• **Rows**:

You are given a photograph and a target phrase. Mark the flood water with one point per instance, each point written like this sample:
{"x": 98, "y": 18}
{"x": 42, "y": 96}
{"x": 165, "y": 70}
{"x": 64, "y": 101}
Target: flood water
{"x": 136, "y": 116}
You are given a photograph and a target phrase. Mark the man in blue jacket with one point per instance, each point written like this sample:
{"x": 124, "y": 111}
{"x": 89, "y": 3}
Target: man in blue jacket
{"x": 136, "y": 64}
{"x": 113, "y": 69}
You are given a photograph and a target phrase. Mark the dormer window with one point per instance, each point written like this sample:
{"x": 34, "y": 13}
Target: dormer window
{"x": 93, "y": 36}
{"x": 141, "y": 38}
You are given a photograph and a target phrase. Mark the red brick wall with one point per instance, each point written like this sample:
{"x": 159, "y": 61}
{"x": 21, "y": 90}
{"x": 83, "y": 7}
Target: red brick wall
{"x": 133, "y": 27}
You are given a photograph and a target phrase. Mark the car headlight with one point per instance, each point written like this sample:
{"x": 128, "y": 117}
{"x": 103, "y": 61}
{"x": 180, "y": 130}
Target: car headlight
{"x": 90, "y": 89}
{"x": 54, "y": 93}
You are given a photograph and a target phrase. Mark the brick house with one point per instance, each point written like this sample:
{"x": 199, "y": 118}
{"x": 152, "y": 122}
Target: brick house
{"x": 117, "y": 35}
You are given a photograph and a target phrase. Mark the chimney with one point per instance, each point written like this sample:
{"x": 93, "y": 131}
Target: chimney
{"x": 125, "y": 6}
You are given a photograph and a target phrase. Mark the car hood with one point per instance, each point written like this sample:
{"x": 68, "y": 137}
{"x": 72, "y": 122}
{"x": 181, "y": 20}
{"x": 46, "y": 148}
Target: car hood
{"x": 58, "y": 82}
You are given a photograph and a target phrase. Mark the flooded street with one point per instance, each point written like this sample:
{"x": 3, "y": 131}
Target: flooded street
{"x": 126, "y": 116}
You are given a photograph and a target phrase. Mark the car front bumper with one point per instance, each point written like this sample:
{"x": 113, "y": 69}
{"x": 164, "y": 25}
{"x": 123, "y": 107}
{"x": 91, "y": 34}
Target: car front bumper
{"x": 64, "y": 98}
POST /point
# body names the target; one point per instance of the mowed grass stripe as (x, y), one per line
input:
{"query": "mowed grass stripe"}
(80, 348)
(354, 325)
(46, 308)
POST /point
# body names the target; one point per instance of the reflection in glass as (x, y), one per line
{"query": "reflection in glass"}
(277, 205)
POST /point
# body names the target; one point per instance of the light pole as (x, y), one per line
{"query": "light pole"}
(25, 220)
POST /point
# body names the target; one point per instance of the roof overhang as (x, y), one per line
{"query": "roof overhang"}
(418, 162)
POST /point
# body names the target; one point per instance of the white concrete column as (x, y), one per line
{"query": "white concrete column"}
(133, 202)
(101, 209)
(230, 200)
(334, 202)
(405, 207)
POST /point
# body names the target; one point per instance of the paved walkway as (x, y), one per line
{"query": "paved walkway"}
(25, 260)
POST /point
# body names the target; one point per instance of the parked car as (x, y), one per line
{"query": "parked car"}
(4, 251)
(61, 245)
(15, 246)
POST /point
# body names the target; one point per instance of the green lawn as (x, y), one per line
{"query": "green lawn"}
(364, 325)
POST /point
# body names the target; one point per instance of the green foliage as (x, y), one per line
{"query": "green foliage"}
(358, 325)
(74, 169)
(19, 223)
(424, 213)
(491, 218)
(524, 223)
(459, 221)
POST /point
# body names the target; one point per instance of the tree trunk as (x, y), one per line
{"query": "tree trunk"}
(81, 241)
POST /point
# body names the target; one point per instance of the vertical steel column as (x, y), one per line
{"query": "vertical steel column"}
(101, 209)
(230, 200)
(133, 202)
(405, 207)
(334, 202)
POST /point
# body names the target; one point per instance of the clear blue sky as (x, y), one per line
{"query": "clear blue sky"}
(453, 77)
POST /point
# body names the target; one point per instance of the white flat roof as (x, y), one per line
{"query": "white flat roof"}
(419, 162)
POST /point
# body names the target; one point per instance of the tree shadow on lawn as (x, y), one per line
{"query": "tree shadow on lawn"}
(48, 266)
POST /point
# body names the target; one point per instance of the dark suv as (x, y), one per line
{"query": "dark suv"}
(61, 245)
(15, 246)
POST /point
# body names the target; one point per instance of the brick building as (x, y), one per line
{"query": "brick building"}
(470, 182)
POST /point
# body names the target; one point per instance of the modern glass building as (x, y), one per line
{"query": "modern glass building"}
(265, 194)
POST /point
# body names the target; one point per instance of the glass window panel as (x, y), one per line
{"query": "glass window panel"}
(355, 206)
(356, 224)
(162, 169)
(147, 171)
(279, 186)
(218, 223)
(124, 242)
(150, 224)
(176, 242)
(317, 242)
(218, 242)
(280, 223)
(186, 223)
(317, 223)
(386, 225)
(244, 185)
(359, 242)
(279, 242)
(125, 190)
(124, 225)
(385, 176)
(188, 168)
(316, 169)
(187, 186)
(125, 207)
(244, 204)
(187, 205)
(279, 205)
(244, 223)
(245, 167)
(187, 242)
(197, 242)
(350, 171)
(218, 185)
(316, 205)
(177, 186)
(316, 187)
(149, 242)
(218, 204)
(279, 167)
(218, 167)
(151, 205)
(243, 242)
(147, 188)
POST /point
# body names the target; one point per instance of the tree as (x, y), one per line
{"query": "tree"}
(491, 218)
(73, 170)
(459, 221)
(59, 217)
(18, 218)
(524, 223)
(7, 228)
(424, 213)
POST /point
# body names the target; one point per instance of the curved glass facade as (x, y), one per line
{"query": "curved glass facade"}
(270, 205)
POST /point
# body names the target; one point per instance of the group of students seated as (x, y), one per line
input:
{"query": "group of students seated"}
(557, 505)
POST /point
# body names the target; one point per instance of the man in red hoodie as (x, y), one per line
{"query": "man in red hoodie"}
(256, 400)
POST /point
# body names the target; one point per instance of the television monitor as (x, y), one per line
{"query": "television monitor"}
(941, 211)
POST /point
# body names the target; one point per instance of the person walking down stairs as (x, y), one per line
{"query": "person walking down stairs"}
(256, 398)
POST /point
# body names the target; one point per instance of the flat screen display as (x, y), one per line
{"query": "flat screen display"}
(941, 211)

• **Task to carry out**:
Repeat the data above, word for word.

• **Full solution**:
You are given a photograph and a target phrase. Mark the flood water with one point per instance, each point written like this sample:
{"x": 98, "y": 18}
{"x": 42, "y": 96}
{"x": 165, "y": 70}
{"x": 64, "y": 101}
Target: flood water
{"x": 136, "y": 116}
You are given a photograph and a target phrase. Mark the man in blue jacket with one point per instance, each point written like this sample:
{"x": 124, "y": 111}
{"x": 89, "y": 3}
Target: man in blue jacket
{"x": 136, "y": 64}
{"x": 113, "y": 69}
You are given a photograph and a target phrase. Mark the dormer window with one point per instance, each point written like this sample:
{"x": 34, "y": 13}
Target: dormer window
{"x": 93, "y": 36}
{"x": 141, "y": 38}
You are given a photograph and a target phrase. Mark the red brick wall with one point per instance, each point written like this sample:
{"x": 159, "y": 61}
{"x": 21, "y": 90}
{"x": 83, "y": 7}
Target: red brick wall
{"x": 133, "y": 27}
You are given a photograph and a target phrase. Mark the car headlight with one point per instance, each point written like this sample:
{"x": 128, "y": 117}
{"x": 103, "y": 61}
{"x": 180, "y": 130}
Target: car headlight
{"x": 90, "y": 89}
{"x": 54, "y": 93}
You are given a photograph and a target phrase. Mark the brick house with one point per instance, each point written like this sample:
{"x": 199, "y": 118}
{"x": 152, "y": 122}
Target: brick house
{"x": 117, "y": 35}
You are given a photograph and a target phrase. Mark the chimney with one point per instance, each point written like this sample:
{"x": 93, "y": 131}
Target: chimney
{"x": 125, "y": 6}
You are given a photograph and a target phrase. Mark the car hood with one point per instance, each point written like this sample:
{"x": 68, "y": 137}
{"x": 72, "y": 122}
{"x": 181, "y": 20}
{"x": 46, "y": 148}
Target: car hood
{"x": 58, "y": 82}
You are given a photograph and a target phrase. Mark the flooded street with one point per instance, each point written like this sample:
{"x": 3, "y": 131}
Target: flooded street
{"x": 126, "y": 116}
You are given a photograph and a target phrase. Mark the car front bumper with one point per instance, each point written like this sample:
{"x": 113, "y": 69}
{"x": 164, "y": 25}
{"x": 123, "y": 107}
{"x": 91, "y": 34}
Target: car front bumper
{"x": 64, "y": 98}
POST /point
# body names the target; one point per instance of the mowed grass stripe as (x, y), one per line
input:
{"query": "mowed grass stripe"}
(80, 348)
(354, 325)
(46, 308)
POST /point
# body names the target; one point per instance of the reflection in glass as (x, y), one per line
{"query": "reflection in glass"}
(277, 205)
POST /point
# body names the target; one point per instance of the light pole as (x, y), one per line
{"query": "light pole"}
(25, 220)
POST /point
# body names the target; one point per instance of the roof overhang as (x, y), one per line
{"query": "roof overhang"}
(418, 162)
POST /point
# body names the target; one point per instance of the white concrete column as (x, y), one per line
{"query": "white concrete column"}
(133, 202)
(101, 209)
(230, 200)
(334, 202)
(405, 207)
POST /point
# body names the target; one point per instance of the paved walkway as (x, y), one per line
{"query": "paved walkway"}
(25, 260)
POST /point
# body names the target; one point per instance of the parked car as (x, y), one per line
{"query": "parked car"}
(4, 251)
(61, 245)
(15, 246)
POST /point
# body names the target; one point per instance of the green lawn as (x, y), one per line
{"query": "green lawn"}
(364, 325)
POST /point
# body names the target; one point per instance of the green foliage as (x, y), one per line
{"query": "green foliage"}
(358, 325)
(74, 169)
(19, 223)
(424, 213)
(491, 218)
(524, 223)
(459, 221)
POST /point
# body names the target; one point per instance of the tree trunk as (x, y), one per line
{"query": "tree trunk"}
(81, 241)
POST /point
# body names the target; one point per instance of the vertical steel column as (x, y), one per line
{"query": "vertical steel column"}
(101, 209)
(230, 200)
(133, 202)
(405, 207)
(334, 202)
POST /point
# body names the target; one point per instance of the clear blue sky as (x, y), one per line
{"query": "clear blue sky"}
(453, 77)
POST /point
# body names the target; one point per instance of the white flat roof as (x, y), one per line
{"query": "white flat roof"}
(419, 162)
POST /point
# body names the target; one point per instance of the tree shadow on lawn as (x, y), one per line
{"query": "tree shadow on lawn"}
(48, 266)
POST /point
# body names the target; one point per instance of the dark suv as (x, y), one per line
{"query": "dark suv"}
(61, 245)
(15, 246)
POST /point
# body names the target; one point per instance of the brick building as (x, y), one per line
{"query": "brick building"}
(470, 182)
POST /point
# body names the target; one point per instance of the modern glass building as (x, y), one per line
{"query": "modern glass building"}
(265, 194)
POST /point
# body names the target; one point per instance of the glass window panel as (x, y), one per line
{"query": "glass window panel"}
(355, 206)
(356, 224)
(162, 169)
(147, 171)
(279, 186)
(218, 223)
(124, 242)
(150, 224)
(176, 242)
(317, 242)
(218, 242)
(280, 223)
(186, 223)
(317, 223)
(386, 225)
(244, 185)
(359, 242)
(279, 242)
(125, 190)
(124, 225)
(385, 176)
(188, 168)
(316, 169)
(187, 186)
(125, 207)
(244, 204)
(187, 205)
(279, 205)
(244, 223)
(245, 167)
(187, 242)
(197, 242)
(350, 171)
(218, 185)
(316, 205)
(177, 186)
(316, 187)
(149, 242)
(218, 204)
(279, 167)
(218, 167)
(151, 205)
(243, 242)
(147, 188)
POST /point
# body names the target; one point per instance of the tree as (x, y), one per line
{"query": "tree"}
(491, 218)
(73, 170)
(459, 221)
(59, 217)
(18, 218)
(524, 223)
(7, 228)
(424, 213)
POST /point
# body names the target; one point per instance of the curved glass facade as (x, y), one per line
{"query": "curved glass facade"}
(270, 205)
POST /point
# body names the target; one point per instance of the group of students seated as (x, y), one per line
input:
{"query": "group of students seated"}
(557, 505)
POST /point
# body names the target; one point per instance of the man in red hoodie as (x, y), one per line
{"query": "man in red hoodie"}
(256, 400)
POST /point
# body names the target; one point per instance of the television monitor as (x, y), one per line
{"query": "television monitor"}
(941, 211)
POST /point
# body names the target; one point per instance of the person walking down stairs as (x, y), one per line
{"query": "person walking down stairs"}
(256, 398)
POST /point
# body names the target; one point per instance of the flat screen display as (x, y), one per line
{"query": "flat screen display"}
(941, 211)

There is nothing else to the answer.